| THE TASK |
Copy the listing below word for word, from its first line through the line that contains "[[[123,106],[123,86],[98,83],[97,105]]]", and stop after that line.

........

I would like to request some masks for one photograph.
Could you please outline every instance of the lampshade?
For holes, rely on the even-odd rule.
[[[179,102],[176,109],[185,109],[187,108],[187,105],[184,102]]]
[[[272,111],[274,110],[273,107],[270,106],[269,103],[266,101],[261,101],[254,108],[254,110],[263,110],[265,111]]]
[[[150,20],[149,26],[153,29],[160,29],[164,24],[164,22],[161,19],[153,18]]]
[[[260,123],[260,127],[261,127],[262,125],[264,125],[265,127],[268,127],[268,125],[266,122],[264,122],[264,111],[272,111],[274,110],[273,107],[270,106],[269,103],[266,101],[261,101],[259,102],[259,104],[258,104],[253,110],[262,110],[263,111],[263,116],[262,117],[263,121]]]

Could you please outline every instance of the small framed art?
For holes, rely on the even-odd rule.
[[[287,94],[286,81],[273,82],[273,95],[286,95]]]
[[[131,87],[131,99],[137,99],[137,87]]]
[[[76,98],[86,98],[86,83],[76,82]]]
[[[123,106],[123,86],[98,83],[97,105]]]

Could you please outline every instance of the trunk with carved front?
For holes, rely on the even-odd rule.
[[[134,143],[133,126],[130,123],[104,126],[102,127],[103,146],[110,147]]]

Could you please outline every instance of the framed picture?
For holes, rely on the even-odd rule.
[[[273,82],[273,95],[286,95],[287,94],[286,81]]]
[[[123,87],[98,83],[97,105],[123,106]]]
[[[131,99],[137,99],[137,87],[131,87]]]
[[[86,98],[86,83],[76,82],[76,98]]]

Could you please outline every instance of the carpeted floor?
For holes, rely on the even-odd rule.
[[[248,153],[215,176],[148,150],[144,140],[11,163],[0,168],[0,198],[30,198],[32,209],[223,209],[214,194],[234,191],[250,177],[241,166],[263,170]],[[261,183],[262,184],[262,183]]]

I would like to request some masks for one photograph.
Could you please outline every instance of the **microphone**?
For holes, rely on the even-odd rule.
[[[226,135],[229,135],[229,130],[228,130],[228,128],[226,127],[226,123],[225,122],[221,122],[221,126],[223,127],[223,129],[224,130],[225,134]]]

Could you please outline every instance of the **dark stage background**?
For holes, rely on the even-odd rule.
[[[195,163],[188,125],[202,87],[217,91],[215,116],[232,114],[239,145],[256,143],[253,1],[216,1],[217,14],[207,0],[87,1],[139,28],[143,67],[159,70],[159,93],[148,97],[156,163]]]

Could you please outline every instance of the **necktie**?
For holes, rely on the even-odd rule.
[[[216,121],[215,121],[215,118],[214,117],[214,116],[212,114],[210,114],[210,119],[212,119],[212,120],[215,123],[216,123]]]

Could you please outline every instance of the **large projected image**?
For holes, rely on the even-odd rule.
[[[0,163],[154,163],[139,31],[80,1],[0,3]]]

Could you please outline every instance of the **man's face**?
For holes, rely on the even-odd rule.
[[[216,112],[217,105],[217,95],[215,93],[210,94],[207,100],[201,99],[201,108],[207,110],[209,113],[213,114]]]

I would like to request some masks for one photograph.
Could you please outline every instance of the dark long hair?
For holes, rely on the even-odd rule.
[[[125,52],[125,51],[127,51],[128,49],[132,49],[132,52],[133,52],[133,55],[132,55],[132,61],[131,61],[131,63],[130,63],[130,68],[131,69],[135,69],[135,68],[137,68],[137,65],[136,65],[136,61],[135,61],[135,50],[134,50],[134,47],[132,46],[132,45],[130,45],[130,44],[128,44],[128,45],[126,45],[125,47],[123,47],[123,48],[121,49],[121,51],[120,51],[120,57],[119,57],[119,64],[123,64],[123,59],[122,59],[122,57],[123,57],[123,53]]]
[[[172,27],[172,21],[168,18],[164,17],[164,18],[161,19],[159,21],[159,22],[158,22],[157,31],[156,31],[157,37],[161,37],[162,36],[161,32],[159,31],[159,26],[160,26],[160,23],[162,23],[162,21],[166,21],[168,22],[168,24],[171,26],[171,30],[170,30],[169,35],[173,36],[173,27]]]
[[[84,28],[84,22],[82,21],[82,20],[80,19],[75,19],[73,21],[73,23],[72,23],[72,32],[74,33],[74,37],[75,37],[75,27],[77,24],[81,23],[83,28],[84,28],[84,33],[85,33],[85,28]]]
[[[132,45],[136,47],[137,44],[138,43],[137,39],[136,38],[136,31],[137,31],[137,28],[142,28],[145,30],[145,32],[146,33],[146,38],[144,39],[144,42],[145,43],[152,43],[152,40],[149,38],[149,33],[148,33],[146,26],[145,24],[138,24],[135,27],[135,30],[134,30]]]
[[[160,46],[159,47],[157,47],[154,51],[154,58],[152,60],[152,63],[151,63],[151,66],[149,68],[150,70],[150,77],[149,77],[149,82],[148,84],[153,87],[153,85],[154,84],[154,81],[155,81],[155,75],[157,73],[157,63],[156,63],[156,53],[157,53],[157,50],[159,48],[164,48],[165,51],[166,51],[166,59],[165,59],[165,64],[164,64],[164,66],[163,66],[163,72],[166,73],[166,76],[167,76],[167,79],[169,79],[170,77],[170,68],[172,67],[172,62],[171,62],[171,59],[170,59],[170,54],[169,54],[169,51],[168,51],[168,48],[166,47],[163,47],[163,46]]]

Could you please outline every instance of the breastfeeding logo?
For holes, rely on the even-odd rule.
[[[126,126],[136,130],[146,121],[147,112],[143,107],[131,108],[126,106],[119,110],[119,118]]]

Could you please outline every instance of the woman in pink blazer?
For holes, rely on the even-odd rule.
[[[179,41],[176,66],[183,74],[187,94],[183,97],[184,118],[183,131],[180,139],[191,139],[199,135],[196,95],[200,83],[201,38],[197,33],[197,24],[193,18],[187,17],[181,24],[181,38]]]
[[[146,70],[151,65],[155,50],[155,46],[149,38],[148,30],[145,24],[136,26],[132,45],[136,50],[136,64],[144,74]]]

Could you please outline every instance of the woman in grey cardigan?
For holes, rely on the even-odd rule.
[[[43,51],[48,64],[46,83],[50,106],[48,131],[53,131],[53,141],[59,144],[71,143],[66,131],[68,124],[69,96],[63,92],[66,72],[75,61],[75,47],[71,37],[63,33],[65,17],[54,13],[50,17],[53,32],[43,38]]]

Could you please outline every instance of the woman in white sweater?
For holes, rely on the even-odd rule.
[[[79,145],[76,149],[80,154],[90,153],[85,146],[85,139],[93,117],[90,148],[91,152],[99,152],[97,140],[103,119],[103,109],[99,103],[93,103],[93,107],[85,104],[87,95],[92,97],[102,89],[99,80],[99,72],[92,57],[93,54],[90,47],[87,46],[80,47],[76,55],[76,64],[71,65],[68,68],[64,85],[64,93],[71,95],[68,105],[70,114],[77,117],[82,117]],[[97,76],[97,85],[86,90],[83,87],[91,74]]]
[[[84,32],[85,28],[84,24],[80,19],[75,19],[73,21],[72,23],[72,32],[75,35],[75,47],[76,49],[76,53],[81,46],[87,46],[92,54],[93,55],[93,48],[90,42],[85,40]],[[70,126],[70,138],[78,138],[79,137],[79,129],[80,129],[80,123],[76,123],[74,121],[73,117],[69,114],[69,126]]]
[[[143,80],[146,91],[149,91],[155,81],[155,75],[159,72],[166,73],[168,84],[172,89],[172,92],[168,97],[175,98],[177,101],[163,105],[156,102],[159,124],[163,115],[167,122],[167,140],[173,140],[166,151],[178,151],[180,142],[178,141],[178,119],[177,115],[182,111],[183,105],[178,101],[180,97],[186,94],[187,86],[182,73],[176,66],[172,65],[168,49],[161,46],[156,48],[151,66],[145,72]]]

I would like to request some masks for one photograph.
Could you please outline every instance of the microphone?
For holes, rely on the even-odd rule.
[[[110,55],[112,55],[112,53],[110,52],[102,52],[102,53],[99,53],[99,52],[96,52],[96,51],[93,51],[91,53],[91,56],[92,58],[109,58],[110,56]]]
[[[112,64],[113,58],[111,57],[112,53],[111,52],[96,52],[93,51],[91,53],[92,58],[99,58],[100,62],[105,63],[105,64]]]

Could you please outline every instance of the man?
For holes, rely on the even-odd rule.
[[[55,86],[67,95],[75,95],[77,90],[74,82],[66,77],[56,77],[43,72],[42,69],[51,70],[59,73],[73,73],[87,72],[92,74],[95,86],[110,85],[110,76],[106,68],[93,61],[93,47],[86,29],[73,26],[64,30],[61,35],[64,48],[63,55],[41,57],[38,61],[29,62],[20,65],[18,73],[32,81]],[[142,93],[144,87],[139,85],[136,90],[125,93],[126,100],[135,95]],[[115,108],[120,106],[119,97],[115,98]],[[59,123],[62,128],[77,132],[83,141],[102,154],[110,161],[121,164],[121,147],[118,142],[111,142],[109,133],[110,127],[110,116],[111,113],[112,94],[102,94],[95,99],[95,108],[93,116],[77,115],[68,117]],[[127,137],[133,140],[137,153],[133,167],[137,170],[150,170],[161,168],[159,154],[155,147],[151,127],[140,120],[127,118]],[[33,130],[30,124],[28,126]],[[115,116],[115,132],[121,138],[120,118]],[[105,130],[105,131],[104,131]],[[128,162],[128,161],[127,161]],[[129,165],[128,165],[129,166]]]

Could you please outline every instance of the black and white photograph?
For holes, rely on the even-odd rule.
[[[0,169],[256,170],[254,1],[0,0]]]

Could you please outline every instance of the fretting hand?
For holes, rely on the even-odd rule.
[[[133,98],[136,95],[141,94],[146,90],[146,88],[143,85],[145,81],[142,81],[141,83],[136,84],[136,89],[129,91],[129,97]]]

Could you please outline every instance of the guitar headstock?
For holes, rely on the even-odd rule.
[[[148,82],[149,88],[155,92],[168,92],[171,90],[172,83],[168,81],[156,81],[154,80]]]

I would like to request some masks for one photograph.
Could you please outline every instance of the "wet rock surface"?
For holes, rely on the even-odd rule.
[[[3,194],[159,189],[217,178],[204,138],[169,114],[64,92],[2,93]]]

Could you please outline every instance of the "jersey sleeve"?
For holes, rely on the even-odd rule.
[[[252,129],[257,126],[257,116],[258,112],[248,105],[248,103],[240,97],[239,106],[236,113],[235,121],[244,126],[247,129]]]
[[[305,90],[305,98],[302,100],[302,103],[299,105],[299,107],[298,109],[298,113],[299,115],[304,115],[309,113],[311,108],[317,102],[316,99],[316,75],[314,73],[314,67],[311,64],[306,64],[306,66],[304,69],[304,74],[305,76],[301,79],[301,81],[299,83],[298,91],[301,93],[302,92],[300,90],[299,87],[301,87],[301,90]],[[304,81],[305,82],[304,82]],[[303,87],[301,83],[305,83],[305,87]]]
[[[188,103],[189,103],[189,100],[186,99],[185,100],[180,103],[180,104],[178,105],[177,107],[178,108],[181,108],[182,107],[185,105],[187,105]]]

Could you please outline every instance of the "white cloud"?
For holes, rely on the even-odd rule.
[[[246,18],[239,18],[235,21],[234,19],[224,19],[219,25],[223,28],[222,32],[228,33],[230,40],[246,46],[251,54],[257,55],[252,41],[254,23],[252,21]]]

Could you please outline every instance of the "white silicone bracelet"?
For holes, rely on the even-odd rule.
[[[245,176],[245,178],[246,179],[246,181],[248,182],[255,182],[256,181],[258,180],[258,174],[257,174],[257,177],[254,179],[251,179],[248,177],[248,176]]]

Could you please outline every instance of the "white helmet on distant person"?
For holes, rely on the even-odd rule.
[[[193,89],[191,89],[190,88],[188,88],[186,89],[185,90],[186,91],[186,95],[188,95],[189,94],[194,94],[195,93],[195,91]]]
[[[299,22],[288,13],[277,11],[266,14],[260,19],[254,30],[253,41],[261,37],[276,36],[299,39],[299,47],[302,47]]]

........

| TASK SOLUTION |
I would like to request some masks for one photograph.
Could you please outline every instance of the lampshade?
For holes, rely on the even-odd rule.
[[[179,102],[176,109],[185,109],[187,108],[187,105],[184,102]]]
[[[272,111],[274,110],[273,107],[270,106],[269,103],[266,101],[261,101],[254,108],[254,110],[263,110],[265,111]]]
[[[150,20],[149,26],[153,29],[160,29],[164,24],[164,22],[161,19],[153,18]]]
[[[260,123],[260,127],[261,127],[262,125],[264,125],[265,127],[268,127],[268,125],[266,122],[264,122],[264,111],[272,111],[274,110],[273,107],[270,106],[269,103],[266,101],[261,101],[259,102],[259,104],[258,104],[253,110],[262,110],[263,111],[263,116],[262,117],[263,121]]]

Could you please outline every instance of the small framed art?
For holes, rely on the even-odd rule.
[[[287,94],[286,81],[273,82],[273,95],[286,95]]]
[[[131,87],[131,99],[137,99],[137,87]]]
[[[76,98],[86,98],[86,83],[76,82]]]
[[[123,106],[123,86],[98,83],[97,105]]]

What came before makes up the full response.